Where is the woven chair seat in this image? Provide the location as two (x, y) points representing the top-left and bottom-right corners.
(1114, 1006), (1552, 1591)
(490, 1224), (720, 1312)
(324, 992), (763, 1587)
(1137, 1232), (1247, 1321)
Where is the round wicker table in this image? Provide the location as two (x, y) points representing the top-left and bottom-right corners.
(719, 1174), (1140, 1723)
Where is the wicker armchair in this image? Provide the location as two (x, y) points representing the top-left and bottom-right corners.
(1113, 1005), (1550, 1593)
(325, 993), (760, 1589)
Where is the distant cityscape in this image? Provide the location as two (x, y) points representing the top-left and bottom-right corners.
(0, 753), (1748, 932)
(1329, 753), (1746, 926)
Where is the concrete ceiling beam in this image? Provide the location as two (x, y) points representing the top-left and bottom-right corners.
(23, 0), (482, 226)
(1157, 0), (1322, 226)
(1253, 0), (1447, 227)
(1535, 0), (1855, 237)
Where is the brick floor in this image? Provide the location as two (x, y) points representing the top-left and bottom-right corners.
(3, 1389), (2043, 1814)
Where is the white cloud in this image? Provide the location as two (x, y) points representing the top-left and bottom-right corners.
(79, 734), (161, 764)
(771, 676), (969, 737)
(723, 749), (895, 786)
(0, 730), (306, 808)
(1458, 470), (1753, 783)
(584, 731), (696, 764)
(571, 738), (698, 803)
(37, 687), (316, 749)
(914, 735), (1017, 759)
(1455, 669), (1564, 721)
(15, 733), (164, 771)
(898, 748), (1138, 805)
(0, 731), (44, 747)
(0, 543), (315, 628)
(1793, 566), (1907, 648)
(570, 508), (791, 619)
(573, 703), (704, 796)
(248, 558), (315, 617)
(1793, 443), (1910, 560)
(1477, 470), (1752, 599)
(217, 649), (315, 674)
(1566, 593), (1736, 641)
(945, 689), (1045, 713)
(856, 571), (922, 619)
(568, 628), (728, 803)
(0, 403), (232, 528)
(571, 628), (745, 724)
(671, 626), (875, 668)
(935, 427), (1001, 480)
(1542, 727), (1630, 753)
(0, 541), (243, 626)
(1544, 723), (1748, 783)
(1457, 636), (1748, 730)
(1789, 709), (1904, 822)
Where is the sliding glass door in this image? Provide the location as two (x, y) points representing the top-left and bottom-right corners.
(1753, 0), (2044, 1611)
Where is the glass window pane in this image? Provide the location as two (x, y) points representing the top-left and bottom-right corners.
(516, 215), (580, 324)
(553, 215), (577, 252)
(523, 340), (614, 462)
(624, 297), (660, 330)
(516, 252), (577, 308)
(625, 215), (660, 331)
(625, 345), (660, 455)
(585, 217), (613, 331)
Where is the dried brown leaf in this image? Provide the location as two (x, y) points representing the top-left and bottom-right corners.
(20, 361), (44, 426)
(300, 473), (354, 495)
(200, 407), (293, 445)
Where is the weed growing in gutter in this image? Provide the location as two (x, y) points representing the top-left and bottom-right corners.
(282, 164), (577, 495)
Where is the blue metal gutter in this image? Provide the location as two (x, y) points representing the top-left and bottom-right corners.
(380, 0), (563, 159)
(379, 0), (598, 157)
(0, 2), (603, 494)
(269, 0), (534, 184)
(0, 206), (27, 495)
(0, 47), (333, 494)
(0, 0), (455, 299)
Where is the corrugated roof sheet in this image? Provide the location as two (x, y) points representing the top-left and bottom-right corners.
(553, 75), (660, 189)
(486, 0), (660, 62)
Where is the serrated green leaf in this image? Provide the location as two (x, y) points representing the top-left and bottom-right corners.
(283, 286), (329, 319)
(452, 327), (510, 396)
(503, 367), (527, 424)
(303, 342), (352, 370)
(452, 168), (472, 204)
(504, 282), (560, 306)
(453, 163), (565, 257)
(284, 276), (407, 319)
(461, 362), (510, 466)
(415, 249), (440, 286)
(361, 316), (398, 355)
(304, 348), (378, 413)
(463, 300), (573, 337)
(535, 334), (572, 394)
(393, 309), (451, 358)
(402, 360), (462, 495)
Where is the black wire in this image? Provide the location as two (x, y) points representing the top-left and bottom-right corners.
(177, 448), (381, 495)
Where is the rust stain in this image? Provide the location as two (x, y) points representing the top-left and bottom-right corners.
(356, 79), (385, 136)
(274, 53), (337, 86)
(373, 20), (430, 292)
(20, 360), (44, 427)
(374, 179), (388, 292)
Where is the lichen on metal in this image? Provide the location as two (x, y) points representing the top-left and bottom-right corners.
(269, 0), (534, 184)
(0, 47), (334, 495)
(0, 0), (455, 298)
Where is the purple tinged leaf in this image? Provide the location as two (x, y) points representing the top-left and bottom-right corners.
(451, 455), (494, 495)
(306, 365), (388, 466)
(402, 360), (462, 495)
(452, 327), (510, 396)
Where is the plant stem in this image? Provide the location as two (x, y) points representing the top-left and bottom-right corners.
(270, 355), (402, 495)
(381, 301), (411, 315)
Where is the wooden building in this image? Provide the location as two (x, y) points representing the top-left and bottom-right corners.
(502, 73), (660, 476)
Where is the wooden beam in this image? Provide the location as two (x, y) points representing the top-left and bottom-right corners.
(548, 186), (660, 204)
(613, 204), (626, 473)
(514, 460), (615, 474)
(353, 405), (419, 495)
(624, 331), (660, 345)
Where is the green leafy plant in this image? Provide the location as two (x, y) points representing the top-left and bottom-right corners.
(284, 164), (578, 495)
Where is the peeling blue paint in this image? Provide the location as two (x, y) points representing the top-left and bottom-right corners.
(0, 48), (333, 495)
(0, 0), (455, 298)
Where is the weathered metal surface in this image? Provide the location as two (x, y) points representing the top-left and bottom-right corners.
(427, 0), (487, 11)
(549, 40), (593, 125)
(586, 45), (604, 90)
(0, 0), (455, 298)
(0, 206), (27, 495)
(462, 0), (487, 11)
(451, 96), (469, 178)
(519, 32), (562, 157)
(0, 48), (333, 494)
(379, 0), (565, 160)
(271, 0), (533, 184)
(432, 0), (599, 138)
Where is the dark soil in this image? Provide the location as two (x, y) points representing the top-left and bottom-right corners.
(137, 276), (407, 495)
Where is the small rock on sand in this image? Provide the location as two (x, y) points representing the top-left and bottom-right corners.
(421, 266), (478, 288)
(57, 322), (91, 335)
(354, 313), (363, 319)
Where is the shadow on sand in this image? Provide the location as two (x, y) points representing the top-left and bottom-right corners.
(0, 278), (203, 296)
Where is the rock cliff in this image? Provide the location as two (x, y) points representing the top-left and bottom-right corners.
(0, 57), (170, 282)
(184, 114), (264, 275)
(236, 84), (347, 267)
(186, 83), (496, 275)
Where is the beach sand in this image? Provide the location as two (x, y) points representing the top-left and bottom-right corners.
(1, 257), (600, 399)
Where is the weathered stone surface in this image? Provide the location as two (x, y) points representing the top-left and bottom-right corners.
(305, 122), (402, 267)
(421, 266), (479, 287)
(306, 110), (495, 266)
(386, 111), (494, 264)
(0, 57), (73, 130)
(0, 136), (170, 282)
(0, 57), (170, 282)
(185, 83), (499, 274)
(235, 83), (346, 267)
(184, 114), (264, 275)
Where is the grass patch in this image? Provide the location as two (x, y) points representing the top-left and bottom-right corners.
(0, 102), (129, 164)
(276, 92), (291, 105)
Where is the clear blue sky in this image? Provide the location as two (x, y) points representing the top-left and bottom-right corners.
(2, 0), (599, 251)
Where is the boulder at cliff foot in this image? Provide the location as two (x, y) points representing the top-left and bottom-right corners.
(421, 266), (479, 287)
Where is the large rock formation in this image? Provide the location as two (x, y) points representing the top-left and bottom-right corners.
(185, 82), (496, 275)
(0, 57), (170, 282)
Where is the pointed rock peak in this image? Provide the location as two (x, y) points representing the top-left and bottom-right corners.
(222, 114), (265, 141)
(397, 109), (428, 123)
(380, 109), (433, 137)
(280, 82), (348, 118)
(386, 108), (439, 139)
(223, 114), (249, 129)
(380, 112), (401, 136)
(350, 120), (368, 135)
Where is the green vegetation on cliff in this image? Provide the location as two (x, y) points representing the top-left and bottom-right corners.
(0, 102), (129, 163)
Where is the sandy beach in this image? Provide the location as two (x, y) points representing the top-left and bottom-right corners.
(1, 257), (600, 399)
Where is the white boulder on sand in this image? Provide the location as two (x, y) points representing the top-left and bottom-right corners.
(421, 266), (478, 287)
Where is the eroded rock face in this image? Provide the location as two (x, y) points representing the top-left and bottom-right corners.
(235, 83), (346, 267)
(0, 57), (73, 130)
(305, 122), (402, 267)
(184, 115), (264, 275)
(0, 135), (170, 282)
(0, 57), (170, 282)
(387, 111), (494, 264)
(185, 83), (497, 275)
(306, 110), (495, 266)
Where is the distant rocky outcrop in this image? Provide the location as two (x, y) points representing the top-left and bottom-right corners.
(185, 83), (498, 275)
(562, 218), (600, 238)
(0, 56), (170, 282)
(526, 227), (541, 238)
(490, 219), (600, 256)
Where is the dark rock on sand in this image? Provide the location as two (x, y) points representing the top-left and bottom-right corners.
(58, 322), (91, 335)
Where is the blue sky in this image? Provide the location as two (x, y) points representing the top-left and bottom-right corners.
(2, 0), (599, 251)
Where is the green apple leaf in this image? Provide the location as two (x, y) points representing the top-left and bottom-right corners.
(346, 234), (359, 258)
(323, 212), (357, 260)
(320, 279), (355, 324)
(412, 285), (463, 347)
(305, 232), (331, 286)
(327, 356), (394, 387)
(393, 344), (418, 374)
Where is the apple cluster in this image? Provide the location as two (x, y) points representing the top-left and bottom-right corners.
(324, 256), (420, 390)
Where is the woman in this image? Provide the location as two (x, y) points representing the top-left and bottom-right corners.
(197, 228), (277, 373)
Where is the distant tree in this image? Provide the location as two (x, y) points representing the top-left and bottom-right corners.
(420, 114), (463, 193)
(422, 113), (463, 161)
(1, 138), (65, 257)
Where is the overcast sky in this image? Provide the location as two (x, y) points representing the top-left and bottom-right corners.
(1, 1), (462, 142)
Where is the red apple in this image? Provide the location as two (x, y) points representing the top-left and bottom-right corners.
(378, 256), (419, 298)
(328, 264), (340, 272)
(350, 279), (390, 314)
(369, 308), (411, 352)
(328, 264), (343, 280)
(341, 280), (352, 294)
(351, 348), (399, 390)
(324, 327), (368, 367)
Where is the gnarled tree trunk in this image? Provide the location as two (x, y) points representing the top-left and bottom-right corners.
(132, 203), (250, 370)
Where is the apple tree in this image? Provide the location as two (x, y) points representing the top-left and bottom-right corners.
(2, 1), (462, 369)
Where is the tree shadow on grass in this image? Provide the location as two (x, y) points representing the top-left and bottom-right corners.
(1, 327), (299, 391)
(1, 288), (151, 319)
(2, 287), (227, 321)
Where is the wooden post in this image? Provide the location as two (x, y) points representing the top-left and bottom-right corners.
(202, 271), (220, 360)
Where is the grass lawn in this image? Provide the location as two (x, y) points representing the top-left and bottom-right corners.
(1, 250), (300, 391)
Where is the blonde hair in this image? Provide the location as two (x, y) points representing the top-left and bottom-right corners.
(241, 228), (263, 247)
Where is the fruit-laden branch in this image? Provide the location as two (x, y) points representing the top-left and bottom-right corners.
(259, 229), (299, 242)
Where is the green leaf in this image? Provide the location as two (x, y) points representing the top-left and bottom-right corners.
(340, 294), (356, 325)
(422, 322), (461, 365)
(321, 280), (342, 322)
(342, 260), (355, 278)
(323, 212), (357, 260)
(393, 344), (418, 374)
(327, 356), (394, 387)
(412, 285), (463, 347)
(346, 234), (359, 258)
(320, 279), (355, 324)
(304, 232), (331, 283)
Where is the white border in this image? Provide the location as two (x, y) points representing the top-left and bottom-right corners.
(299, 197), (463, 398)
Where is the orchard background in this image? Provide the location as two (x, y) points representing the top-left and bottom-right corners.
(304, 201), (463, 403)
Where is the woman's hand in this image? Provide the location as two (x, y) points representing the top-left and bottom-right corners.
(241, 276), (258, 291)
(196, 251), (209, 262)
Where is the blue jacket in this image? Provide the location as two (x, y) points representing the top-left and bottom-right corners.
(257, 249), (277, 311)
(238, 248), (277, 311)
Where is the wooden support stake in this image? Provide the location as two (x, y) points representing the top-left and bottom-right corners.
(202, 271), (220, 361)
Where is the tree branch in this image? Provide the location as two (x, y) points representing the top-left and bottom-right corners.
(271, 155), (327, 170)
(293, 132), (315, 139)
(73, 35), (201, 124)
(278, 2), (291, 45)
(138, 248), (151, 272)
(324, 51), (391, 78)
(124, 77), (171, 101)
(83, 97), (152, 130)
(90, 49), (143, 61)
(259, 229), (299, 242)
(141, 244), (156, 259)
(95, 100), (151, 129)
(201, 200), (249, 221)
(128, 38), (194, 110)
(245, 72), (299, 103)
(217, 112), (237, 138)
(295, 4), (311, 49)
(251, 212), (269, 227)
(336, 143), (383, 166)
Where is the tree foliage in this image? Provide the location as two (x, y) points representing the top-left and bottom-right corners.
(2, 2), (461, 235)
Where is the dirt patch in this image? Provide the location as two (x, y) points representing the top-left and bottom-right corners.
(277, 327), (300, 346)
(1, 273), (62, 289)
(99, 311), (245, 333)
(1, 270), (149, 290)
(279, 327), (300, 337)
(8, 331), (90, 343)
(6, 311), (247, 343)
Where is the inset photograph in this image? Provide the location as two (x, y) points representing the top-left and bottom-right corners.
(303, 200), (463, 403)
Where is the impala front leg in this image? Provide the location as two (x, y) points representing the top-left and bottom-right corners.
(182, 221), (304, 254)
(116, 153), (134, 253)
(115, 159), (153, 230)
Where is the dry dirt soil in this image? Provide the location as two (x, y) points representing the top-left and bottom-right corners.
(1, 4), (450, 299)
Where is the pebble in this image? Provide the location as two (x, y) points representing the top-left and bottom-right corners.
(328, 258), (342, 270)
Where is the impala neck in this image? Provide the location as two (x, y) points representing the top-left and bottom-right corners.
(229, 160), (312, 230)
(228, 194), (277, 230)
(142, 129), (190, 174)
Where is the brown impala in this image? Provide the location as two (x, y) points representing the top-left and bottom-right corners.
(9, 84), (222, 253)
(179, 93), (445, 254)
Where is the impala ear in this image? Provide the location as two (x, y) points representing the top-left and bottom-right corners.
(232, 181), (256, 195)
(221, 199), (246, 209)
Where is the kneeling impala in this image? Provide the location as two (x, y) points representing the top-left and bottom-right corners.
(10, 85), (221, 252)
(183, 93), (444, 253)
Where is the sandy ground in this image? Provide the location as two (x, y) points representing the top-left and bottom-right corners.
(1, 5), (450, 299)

========================================================================

▶ **Work order**
The output should consist only of the lines from the one with "Where is the impala neck" through the final line of the records above, exactly.

▶ **Response to this task**
Where is the impala neck in this image? Provide the location as two (x, y) points representing the top-left and bottom-right corners.
(229, 160), (312, 230)
(228, 194), (277, 230)
(142, 129), (190, 174)
Where is the brown impala in this image? Provide the location as two (x, y) points representing the top-left and bottom-right corners.
(9, 84), (222, 253)
(179, 93), (445, 254)
Where is the impala ear in this image? Provide the location as two (x, y) points representing the top-left and bottom-right corners.
(232, 181), (256, 195)
(221, 199), (246, 209)
Where is the kneeling impala in this image? Provide the location as two (x, y) points representing the top-left and bottom-right corners.
(10, 85), (221, 252)
(183, 93), (444, 253)
Where is the sandy ground in this image? Provide the location as two (x, y) points representing the top-left and bottom-right corners.
(1, 5), (450, 299)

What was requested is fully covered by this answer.